* **EXTRACTED ENTRIES**:
====

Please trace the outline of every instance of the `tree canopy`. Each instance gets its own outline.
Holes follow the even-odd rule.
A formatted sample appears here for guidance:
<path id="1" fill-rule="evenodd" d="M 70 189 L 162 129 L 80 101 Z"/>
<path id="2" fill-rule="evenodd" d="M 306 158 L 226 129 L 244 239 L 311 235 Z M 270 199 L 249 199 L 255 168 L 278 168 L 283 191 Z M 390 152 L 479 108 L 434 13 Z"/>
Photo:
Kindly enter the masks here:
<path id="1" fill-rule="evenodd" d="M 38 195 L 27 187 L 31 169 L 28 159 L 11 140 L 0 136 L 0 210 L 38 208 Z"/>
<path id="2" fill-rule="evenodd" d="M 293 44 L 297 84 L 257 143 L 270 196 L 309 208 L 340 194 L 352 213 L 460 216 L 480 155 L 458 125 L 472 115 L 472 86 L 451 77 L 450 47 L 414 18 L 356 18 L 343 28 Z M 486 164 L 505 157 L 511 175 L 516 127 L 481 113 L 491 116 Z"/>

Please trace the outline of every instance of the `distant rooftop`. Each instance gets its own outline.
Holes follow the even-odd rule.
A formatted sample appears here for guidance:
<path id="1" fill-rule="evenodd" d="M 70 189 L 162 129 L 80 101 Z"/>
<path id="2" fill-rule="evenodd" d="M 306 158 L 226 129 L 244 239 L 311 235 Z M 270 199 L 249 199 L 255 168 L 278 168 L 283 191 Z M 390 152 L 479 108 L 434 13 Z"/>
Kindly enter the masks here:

====

Format every line of the data above as a JSON array of strings, with one string per line and blank lines omitted.

[
  "Please trace the outline of every instance of the `tree canopy`. Each instance gets its own outline.",
  "Holes follow the even-odd rule.",
  "A formatted sample appears here for guidance:",
  "<path id=\"1\" fill-rule=\"evenodd\" d=\"M 70 189 L 162 129 L 80 101 Z\"/>",
  "<path id=\"2\" fill-rule=\"evenodd\" d=\"M 306 158 L 226 129 L 244 239 L 311 235 Z M 270 199 L 249 199 L 255 168 L 278 168 L 283 191 Z M 390 152 L 479 108 L 434 13 Z\"/>",
  "Photo:",
  "Kindly enter the masks here:",
  "<path id=\"1\" fill-rule=\"evenodd\" d=\"M 38 195 L 27 187 L 31 169 L 28 159 L 11 140 L 0 136 L 0 210 L 38 208 Z\"/>",
  "<path id=\"2\" fill-rule=\"evenodd\" d=\"M 293 44 L 297 84 L 257 143 L 270 196 L 309 208 L 340 194 L 352 213 L 460 216 L 480 155 L 458 125 L 472 115 L 472 86 L 451 77 L 450 47 L 414 18 L 356 18 L 343 28 Z M 486 164 L 505 157 L 511 175 L 516 127 L 481 113 L 491 116 Z\"/>",
  "Please trace the outline of every instance of the `distant rooftop`. Each instance gets its own outline.",
  "Holes follow the even-odd rule.",
  "A formatted sample appears here for guidance:",
  "<path id=\"1\" fill-rule=\"evenodd\" d=\"M 70 189 L 162 129 L 80 101 Z\"/>",
  "<path id=\"2\" fill-rule=\"evenodd\" d=\"M 306 158 L 226 129 L 244 239 L 311 235 Z M 270 199 L 249 199 L 255 168 L 278 168 L 283 191 Z M 390 152 L 479 108 L 434 13 Z\"/>",
  "Kindly enter the masks here:"
]